━━━ TEXTE EXTRAIT

Cette nuit un rêve tranchant est venu briser la coque de mon sommeil. Je marchais dans les corridors d’un hôpital en appelant ma mère – mais je n’appelais pas, en fait, je poussais des cris, des cris de bête entrecoupés de sanglots d’enfant. S’en suivaient des images d’opération, lacérations, néons cassés, angoisse blanche.

Le jour venu, le soleil pâle, le vent tiède et les mots sèchent la sueur des cauchemars. Tout à la joie du retour au réel je ratisse le jardin, projetant dans l’air des brassées de vieilles feuilles que Rimski rattrape en aboyant. C’est merveille de sentir la brise sur les bras nus, merveille de voir les pousses vert tendre qui percent la croûte terne, merveille de voir le chien blanc courir dans le jardin où je sais que bientôt j’installerai ma table pour les prochains travaux d’écriture. Avec Élodie on parle de clôtures, parce que les sangliers sont venus faire un tour dans son terrain. On monte un ou deux arrosoirs en passant par ce creux où ont été dispersées les cendres de ma mère. On parle de notre prochaine escapade, la première depuis un an, à Dijon où je suis invité pour une lecture dans le cadre du Printemps des poètes et où nous irons voir H.F. Thiéfaine dont la nouvelle et peut-être dernière tournée commence ce soir.

━━━━━━
━━━ DONNÉES SOURCES

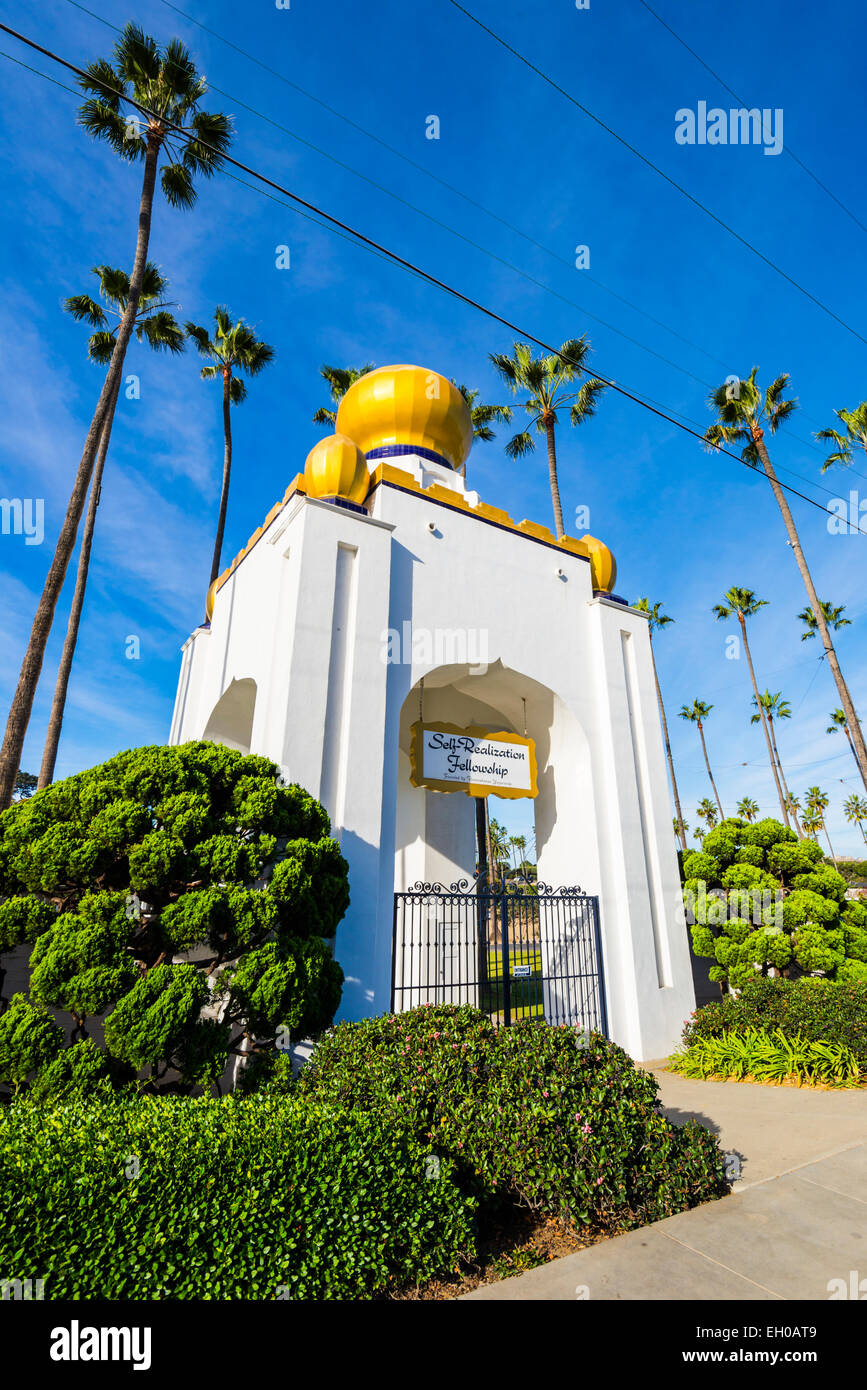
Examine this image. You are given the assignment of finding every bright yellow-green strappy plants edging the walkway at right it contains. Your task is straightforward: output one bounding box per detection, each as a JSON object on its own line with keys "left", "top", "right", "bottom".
{"left": 670, "top": 1027, "right": 861, "bottom": 1086}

━━━━━━

À FAIRE 1:
D'après l'extrait, dans quelle ville le narrateur est-il invité pour une lecture ?
À FAIRE 2:
Relevez dans l'extrait le passage qui commence aux mots « Cette nuit un » et s'arrête après les mots « cassés, angoisse blanche. ».

RÉPONSE 1:
À Dijon, dans le cadre du Printemps des poètes.

RÉPONSE 2:
Cette nuit un rêve tranchant est venu briser la coque de mon sommeil. Je marchais dans les corridors d’un hôpital en appelant ma mère – mais je n’appelais pas, en fait, je poussais des cris, des cris de bête entrecoupés de sanglots d’enfant. S’en suivaient des images d’opération, lacérations, néons cassés, angoisse blanche.